Num tempo em que, para além da prevenção para evitar a propagação do vírus e do tratamento de quem precisa, se impõe assegurar a manutenção das actividades económicas, desde logo assegurando às populações os serviços e bens essenciais – alimentos, medicamentos, bens de higiene, entre outros – o PCP apela a que ninguém se cale perante quaisquer ofensivas e injustiças e reafirma aos trabalhadores a sua firme disposição e o seu inabalável compromisso de agir na defesa dos seus interesses e direitos.
Já basta o vírus. Combatemos e combateremos a lei da selva nas relações laborais. Os direitos não estão de quarentena, suspensos ou liquidados. Esta é a hora de os defender! Esta é a hora de abrir o caminho à valorização do trabalho e dos trabalhadores, ao Portugal desenvolvido e soberano que havemos de construir.

Questões do material
**1.** Transcreva literalmente o trecho do texto de estudo que começa nas palavras "Num tempo em" e termina após as palavras "havemos de construir.".
**2.** Enumere os exemplos de serviços e bens essenciais que o texto de estudo apresenta entre travessões.
A listagem não tem qualquer relação com o texto de estudo.

Excertos da listagem

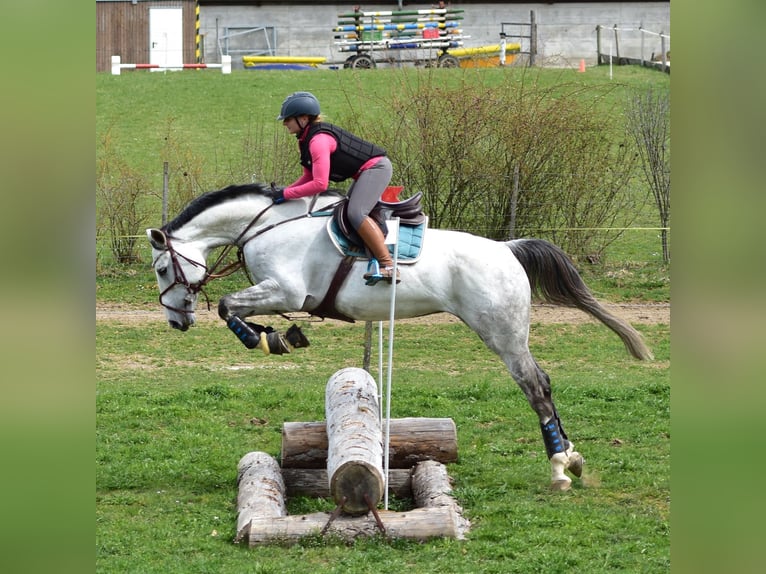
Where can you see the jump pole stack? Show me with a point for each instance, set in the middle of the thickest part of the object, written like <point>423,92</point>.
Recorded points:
<point>118,66</point>
<point>350,445</point>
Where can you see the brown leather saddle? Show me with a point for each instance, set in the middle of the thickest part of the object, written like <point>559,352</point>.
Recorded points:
<point>409,211</point>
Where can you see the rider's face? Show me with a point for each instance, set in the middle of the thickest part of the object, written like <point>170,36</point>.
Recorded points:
<point>294,124</point>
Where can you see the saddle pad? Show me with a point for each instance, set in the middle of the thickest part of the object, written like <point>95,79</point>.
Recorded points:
<point>410,242</point>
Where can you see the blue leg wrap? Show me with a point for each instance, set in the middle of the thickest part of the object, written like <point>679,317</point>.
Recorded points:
<point>553,436</point>
<point>244,332</point>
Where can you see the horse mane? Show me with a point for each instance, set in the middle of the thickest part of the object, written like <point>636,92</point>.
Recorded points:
<point>210,199</point>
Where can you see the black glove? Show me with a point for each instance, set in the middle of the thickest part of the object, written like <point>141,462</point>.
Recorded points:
<point>276,193</point>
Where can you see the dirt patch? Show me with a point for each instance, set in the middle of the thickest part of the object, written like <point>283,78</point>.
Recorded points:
<point>635,313</point>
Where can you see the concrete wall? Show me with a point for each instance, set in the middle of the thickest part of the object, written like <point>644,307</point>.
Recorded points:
<point>566,32</point>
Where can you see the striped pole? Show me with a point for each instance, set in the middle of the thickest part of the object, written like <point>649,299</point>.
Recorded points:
<point>224,66</point>
<point>196,32</point>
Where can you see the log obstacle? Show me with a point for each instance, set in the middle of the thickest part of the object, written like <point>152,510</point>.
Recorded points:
<point>118,66</point>
<point>350,446</point>
<point>354,441</point>
<point>304,445</point>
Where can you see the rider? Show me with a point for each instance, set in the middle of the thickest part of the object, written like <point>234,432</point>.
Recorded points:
<point>329,152</point>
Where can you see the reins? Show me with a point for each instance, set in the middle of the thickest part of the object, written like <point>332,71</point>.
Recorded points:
<point>239,242</point>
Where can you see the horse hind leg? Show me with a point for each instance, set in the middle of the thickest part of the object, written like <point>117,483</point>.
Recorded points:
<point>560,450</point>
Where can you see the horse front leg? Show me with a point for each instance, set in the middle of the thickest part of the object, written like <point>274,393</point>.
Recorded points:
<point>260,299</point>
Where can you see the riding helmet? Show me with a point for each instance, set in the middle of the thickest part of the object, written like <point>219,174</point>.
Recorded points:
<point>298,104</point>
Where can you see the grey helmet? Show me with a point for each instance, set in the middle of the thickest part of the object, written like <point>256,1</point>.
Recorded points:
<point>298,104</point>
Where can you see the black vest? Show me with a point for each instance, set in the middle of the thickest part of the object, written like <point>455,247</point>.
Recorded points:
<point>351,154</point>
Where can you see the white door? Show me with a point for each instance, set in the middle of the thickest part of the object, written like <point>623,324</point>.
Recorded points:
<point>166,37</point>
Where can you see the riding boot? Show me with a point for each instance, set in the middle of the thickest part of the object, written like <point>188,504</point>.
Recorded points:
<point>375,241</point>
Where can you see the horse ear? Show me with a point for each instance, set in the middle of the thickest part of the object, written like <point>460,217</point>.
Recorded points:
<point>157,238</point>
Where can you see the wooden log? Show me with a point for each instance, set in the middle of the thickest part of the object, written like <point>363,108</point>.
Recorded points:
<point>354,441</point>
<point>304,444</point>
<point>418,524</point>
<point>431,488</point>
<point>261,491</point>
<point>313,482</point>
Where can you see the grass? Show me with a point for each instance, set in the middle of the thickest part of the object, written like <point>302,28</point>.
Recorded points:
<point>175,412</point>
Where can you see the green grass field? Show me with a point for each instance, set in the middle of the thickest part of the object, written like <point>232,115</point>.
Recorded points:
<point>175,410</point>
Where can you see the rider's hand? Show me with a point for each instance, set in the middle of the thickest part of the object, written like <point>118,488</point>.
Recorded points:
<point>276,193</point>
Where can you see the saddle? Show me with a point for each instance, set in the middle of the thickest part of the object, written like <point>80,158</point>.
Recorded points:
<point>412,225</point>
<point>409,211</point>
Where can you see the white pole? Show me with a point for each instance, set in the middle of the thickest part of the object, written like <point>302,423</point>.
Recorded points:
<point>393,236</point>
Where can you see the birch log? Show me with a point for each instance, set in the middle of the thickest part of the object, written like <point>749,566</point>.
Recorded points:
<point>304,444</point>
<point>431,488</point>
<point>354,441</point>
<point>418,524</point>
<point>261,491</point>
<point>313,482</point>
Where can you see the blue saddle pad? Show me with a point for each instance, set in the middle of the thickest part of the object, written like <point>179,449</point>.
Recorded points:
<point>410,242</point>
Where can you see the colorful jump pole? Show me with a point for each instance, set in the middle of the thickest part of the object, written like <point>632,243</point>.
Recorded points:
<point>118,66</point>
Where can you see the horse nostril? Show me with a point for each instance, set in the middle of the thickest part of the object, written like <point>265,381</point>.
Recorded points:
<point>178,325</point>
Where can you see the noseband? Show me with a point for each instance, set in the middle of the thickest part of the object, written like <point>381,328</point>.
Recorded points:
<point>180,278</point>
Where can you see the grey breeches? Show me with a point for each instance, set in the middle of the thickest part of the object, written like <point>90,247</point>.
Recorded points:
<point>365,192</point>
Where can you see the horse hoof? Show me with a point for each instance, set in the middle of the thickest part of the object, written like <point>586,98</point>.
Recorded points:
<point>575,464</point>
<point>561,485</point>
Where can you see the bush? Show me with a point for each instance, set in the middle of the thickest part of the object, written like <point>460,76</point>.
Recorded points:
<point>511,160</point>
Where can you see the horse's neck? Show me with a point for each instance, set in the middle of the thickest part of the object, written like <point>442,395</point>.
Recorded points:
<point>235,221</point>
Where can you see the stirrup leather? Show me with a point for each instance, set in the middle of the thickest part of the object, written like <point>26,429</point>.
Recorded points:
<point>374,273</point>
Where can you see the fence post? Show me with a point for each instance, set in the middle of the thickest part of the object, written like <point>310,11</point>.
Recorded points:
<point>598,44</point>
<point>165,177</point>
<point>532,38</point>
<point>514,202</point>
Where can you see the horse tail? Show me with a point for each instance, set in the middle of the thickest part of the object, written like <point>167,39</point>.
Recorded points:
<point>554,278</point>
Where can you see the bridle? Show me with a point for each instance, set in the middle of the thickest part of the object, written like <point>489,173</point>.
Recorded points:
<point>213,272</point>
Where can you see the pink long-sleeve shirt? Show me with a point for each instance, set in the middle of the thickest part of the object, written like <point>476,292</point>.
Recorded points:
<point>317,179</point>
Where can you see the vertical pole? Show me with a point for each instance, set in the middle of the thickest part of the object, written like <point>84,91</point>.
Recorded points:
<point>198,53</point>
<point>532,38</point>
<point>367,346</point>
<point>514,202</point>
<point>165,178</point>
<point>502,48</point>
<point>598,44</point>
<point>393,235</point>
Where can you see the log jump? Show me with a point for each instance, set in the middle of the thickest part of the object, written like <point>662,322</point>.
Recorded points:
<point>349,445</point>
<point>118,66</point>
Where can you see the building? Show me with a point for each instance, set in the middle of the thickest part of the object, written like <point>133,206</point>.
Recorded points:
<point>188,31</point>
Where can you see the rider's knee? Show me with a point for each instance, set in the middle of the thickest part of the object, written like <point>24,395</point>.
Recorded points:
<point>223,310</point>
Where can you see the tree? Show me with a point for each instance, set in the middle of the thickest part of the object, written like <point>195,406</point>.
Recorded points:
<point>649,125</point>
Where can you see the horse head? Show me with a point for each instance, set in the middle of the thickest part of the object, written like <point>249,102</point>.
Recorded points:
<point>181,274</point>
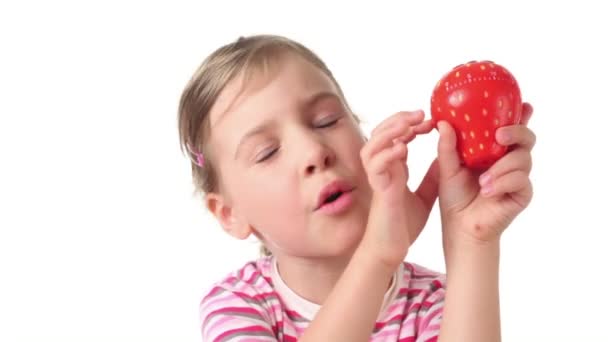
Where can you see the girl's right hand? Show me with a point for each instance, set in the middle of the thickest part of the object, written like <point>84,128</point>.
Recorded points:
<point>397,215</point>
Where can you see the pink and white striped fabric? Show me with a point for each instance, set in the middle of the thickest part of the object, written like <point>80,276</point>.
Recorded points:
<point>254,304</point>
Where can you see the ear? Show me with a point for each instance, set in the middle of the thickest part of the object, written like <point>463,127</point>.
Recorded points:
<point>227,216</point>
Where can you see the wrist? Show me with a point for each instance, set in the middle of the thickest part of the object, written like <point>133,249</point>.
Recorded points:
<point>368,255</point>
<point>472,254</point>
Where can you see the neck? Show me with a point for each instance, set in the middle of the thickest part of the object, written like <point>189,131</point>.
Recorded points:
<point>311,278</point>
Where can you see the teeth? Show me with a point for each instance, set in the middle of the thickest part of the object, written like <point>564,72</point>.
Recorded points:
<point>333,197</point>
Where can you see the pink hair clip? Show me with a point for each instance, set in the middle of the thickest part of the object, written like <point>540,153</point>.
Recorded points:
<point>199,160</point>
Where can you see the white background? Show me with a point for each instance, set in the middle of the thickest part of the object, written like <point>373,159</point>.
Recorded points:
<point>100,236</point>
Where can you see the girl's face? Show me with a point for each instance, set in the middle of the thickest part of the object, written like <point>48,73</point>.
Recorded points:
<point>277,143</point>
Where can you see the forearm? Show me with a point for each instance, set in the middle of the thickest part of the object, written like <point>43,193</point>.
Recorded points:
<point>350,311</point>
<point>472,310</point>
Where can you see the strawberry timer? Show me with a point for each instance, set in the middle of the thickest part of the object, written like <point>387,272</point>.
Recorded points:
<point>477,98</point>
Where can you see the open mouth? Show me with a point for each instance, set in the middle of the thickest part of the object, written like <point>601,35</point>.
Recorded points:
<point>333,197</point>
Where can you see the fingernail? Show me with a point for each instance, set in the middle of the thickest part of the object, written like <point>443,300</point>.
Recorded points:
<point>486,189</point>
<point>484,179</point>
<point>504,136</point>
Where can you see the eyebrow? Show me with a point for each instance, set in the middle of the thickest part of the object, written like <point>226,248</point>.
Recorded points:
<point>313,100</point>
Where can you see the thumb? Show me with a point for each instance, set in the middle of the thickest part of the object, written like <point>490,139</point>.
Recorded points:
<point>449,162</point>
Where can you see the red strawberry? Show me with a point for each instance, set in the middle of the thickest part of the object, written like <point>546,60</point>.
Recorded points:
<point>477,98</point>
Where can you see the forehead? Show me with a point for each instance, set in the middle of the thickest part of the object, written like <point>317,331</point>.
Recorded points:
<point>279,89</point>
<point>287,82</point>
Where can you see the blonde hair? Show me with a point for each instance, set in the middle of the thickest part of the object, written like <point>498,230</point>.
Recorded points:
<point>245,55</point>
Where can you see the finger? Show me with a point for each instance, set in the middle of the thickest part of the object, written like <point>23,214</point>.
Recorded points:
<point>516,160</point>
<point>449,162</point>
<point>429,186</point>
<point>516,135</point>
<point>424,127</point>
<point>516,184</point>
<point>526,113</point>
<point>391,121</point>
<point>377,170</point>
<point>401,131</point>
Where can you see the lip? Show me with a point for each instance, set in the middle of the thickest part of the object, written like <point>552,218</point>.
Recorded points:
<point>333,187</point>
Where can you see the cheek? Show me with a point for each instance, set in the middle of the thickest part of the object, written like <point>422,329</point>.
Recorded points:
<point>263,196</point>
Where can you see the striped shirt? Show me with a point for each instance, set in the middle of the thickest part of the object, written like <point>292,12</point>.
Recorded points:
<point>254,304</point>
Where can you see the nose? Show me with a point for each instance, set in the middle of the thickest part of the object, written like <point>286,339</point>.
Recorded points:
<point>318,156</point>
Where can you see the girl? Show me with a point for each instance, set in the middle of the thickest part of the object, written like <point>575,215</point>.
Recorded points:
<point>278,153</point>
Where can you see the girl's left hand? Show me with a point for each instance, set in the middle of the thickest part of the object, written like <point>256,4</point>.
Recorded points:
<point>478,208</point>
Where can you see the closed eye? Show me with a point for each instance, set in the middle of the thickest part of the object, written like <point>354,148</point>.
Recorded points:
<point>266,155</point>
<point>327,124</point>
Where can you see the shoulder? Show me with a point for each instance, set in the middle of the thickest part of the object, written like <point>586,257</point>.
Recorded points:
<point>422,286</point>
<point>248,283</point>
<point>418,276</point>
<point>241,302</point>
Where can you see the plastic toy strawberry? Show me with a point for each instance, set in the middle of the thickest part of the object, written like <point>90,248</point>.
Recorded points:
<point>476,98</point>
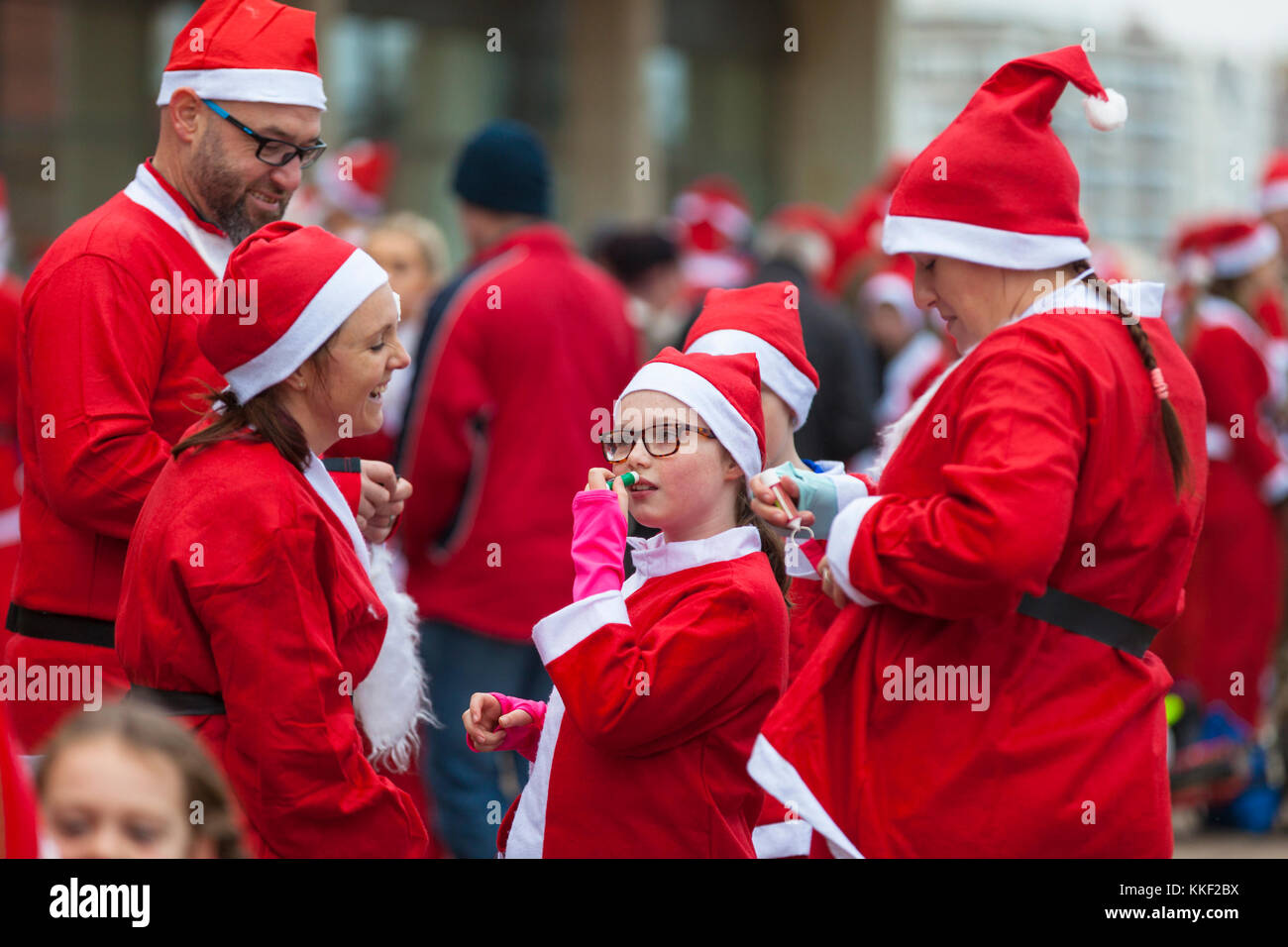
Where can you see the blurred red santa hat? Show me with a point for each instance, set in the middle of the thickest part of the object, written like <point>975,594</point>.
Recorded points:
<point>1224,248</point>
<point>359,176</point>
<point>1274,183</point>
<point>760,320</point>
<point>307,283</point>
<point>997,187</point>
<point>246,51</point>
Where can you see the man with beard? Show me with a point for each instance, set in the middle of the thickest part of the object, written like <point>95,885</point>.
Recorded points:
<point>110,372</point>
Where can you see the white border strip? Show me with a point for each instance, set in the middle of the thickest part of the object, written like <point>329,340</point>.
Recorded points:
<point>780,779</point>
<point>348,287</point>
<point>840,544</point>
<point>776,368</point>
<point>274,86</point>
<point>975,244</point>
<point>563,630</point>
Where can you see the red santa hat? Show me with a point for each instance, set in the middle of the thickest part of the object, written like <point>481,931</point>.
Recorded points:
<point>724,389</point>
<point>760,320</point>
<point>893,285</point>
<point>246,51</point>
<point>307,283</point>
<point>1224,248</point>
<point>1274,183</point>
<point>364,189</point>
<point>997,185</point>
<point>713,215</point>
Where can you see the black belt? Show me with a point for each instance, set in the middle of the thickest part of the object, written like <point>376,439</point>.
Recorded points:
<point>53,626</point>
<point>178,702</point>
<point>1090,620</point>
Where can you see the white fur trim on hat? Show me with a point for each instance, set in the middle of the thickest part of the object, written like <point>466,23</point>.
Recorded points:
<point>776,368</point>
<point>1243,256</point>
<point>274,86</point>
<point>729,427</point>
<point>975,244</point>
<point>348,287</point>
<point>1107,114</point>
<point>1274,196</point>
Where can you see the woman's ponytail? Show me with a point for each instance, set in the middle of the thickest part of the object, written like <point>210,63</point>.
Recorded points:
<point>1172,433</point>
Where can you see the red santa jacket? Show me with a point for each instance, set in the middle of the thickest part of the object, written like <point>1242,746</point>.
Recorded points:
<point>241,581</point>
<point>110,376</point>
<point>658,692</point>
<point>529,344</point>
<point>936,720</point>
<point>1233,598</point>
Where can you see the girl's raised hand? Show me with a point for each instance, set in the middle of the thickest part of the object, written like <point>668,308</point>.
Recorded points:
<point>485,727</point>
<point>765,506</point>
<point>596,478</point>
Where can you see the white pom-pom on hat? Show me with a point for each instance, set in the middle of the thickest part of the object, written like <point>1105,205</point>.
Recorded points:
<point>1107,114</point>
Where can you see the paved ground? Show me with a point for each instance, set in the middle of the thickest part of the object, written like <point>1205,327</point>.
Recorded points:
<point>1233,845</point>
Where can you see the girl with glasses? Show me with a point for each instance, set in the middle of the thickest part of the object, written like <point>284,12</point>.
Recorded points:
<point>661,681</point>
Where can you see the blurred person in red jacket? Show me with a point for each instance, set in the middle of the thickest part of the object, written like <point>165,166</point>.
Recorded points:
<point>108,361</point>
<point>519,352</point>
<point>1234,594</point>
<point>413,252</point>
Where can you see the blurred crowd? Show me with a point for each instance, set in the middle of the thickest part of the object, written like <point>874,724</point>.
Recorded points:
<point>116,783</point>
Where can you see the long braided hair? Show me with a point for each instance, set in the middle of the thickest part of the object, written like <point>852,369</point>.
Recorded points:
<point>1172,434</point>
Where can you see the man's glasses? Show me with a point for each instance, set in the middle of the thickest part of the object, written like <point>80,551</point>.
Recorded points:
<point>661,441</point>
<point>273,151</point>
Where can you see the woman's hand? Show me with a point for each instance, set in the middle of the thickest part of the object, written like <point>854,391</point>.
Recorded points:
<point>485,725</point>
<point>597,479</point>
<point>384,495</point>
<point>765,506</point>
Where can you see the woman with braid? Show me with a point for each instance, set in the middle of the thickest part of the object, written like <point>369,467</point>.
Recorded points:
<point>987,689</point>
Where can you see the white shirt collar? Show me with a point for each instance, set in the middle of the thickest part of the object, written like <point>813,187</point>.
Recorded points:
<point>656,557</point>
<point>149,193</point>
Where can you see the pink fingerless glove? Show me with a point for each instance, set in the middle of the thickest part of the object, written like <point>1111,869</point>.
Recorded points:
<point>597,543</point>
<point>523,740</point>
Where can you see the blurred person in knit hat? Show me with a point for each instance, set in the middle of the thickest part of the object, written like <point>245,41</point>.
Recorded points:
<point>515,357</point>
<point>108,360</point>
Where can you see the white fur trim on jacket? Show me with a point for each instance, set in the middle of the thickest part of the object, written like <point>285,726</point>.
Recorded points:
<point>393,698</point>
<point>840,544</point>
<point>780,779</point>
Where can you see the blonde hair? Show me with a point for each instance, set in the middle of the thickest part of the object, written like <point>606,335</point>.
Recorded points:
<point>428,236</point>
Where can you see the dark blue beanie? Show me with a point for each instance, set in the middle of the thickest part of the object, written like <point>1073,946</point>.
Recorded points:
<point>503,167</point>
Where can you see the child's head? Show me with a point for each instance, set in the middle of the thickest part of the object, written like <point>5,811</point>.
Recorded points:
<point>128,783</point>
<point>690,492</point>
<point>763,320</point>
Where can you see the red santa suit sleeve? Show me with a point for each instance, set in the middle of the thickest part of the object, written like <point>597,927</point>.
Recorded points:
<point>103,455</point>
<point>973,551</point>
<point>294,753</point>
<point>605,669</point>
<point>1235,385</point>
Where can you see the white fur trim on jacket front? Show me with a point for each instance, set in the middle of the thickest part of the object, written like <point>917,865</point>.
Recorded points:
<point>393,698</point>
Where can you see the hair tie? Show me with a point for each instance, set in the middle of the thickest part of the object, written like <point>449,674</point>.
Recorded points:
<point>1155,375</point>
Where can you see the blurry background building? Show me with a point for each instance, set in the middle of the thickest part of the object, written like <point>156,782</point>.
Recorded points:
<point>692,86</point>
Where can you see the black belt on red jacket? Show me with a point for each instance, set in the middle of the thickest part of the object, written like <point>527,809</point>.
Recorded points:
<point>1089,620</point>
<point>53,626</point>
<point>178,702</point>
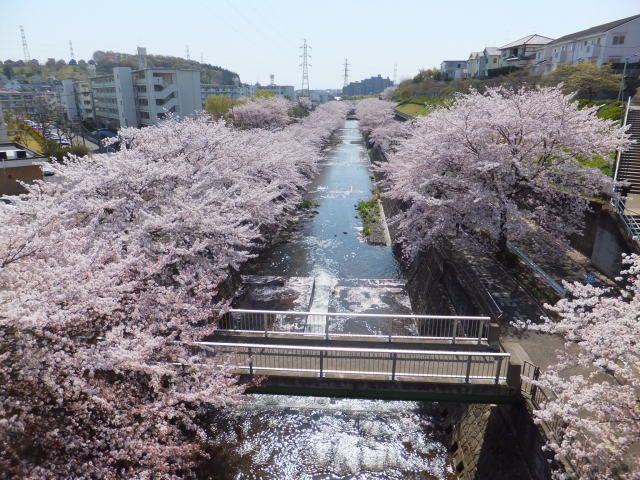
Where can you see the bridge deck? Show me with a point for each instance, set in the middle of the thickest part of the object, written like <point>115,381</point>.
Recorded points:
<point>390,364</point>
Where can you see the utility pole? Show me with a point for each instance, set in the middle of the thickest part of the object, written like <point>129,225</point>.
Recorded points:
<point>346,73</point>
<point>25,47</point>
<point>305,56</point>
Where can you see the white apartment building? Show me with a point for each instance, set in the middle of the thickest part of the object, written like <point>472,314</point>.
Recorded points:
<point>84,100</point>
<point>232,91</point>
<point>135,98</point>
<point>612,42</point>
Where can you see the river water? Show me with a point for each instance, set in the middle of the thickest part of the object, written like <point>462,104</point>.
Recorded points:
<point>286,437</point>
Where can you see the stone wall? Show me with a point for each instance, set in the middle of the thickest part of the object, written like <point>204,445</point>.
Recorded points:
<point>492,442</point>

Resultados das tarefas
**1.**
Num tempo em que, para além da prevenção para evitar a propagação do vírus e do tratamento de quem precisa, se impõe assegurar a manutenção das actividades económicas, desde logo assegurando às populações os serviços e bens essenciais – alimentos, medicamentos, bens de higiene, entre outros – o PCP apela a que ninguém se cale perante quaisquer ofensivas e injustiças e reafirma aos trabalhadores a sua firme disposição e o seu inabalável compromisso de agir na defesa dos seus interesses e direitos.
Já basta o vírus. Combatemos e combateremos a lei da selva nas relações laborais. Os direitos não estão de quarentena, suspensos ou liquidados. Esta é a hora de os defender! Esta é a hora de abrir o caminho à valorização do trabalho e dos trabalhadores, ao Portugal desenvolvido e soberano que havemos de construir.

**2.** Alimentos; medicamentos; bens de higiene.